Supplied passage ->
——————
Wednesday, 12 November 2014

The Guardian - Topless Keira Knightly and 2014 the year women reclaimed our breasts.

A recent article - Monday 10th - to be exact was published on the Guardian website. In this article it mentions a recent controversial 'stunt' by Keira Knightly. If you don't know about this, then i'll tell you. Recently, Knightly posed topless for the front cover of Interview magazine, but she only agreed to do so if the magazine promised to keep her body natural - meaning no photoshop, no manipulation, nothing. Knightly states " her decision to bare all on the cover of the September issue was in fact a protest against the media for its damaging attitude towards body image" and this isn't the first time I've seen this. Recently there has been a lot of celebrity women coming forward baring their breasts and no, not to do it for the pleasure of man but to make our breasts 'ours again'. They want to show people the real women, the difference in breasts, the un-manipulated photoshopped tits, the untouched by surgeons boobs - the real, the small, the saggy, the large, the no boob etc. Comedian Tig Notaro, after being catcalled at recent stand up show, un popped her shirt to reveal post op breast cancer surgery (I know, what an incredible women) she then carried on the show topless, to prove a point that 'No breasts are okay too'.  This is another example of women embracing their bodies - no sexual connotations used what-so-ever. 

Taken by Patrick Demarchelier
“I think women’s bodies are a battleground and photography is partly to blame. It’s much easier to take a picture of somebody without a shape; it simply is. Whereas actually you need tremendous skill to be able get a woman’s shape and make it look like it does in life, which is always beautiful. But our society is so photographic now, it becomes more difficult to see all of those different varieties of shape"
——————
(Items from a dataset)
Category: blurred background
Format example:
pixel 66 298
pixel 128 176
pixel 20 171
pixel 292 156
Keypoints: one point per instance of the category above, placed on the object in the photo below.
——————
Problem set ->
• a. Using the blog post about the topless Interview magazine cover, decide whether each statement agrees with it. Answer yes or no for each and quote the words of the blog post that settle it.
(i) Knightly agreed to the topless cover only on the condition that her body be kept natural.
(ii) Tig Notaro ended her stand-up show after being catcalled.
(iii) The Guardian article was published on a Monday.
• b. Write the next paragraph of the blog post about the topless Interview magazine cover, continuing on from the quote that closes it.

Task results ->
• a.
(i) Yes: "she only agreed to do so if the magazine promised to keep her body natural"
(ii) No: "she then carried on the show topless"
(iii) Yes: "Monday 10th"

• b.
- Keira Knightly

In this guardian article, the writer states that we should be allowing women to do this. We need to get this society back into looking at women's bodies the way they should me - natural. In fact the last paragraph simply states " So this kind of nonchalant defiance that Knightley, Notaro and everyday women are offering up isn’t just important – it’s desperately needed. If we want to normalize women’s bodies, we need to present them with a shrug, not just a wink. They’re bodies, we’re people, deal with it. You don’t like it? Tough tithes" 

How does this help my work though?

This article is basically stating that as long as the womens bodies are real, we're showing them in their natural form, how the women want there bodies to be, then what is wrong with that? We need to show this more, because if we don't, we will carry on living in the world where studies show young boys to believe that fake tits are real - Seriously, they believe that fake breasts are what girls actually have and that if they were too see my tiny, odd shaped ones, then they would be the unnatural ones.  Really?..

Is this something I could bring forward in my work?

I keep saying that I want to show women in the truest form, yet also contradicting myself due to the era we live in - the normality behind getting rid of body hair or adding tattoos etc. It can't really be done. But maybe thats what we all need to realise? we have all changed. This isn't the 70's, girls shave now. I know I'll probably be condemned for saying this, but so what? regardless to some of the negative connotations to shaving, girls have grown up thinking it's okay, many believe it or not, don't shave simply for their lovers. I mean take me for example, i don't shave, but then sometimes I fancy a change and do.. Is that so wrong? I'm single, I haven't got a man to please, so why do I do it? Because i suppose i've been manipulated by our culture - This point is something I think I should show. I should looking representing the girls of today, making slight references to the society we live in.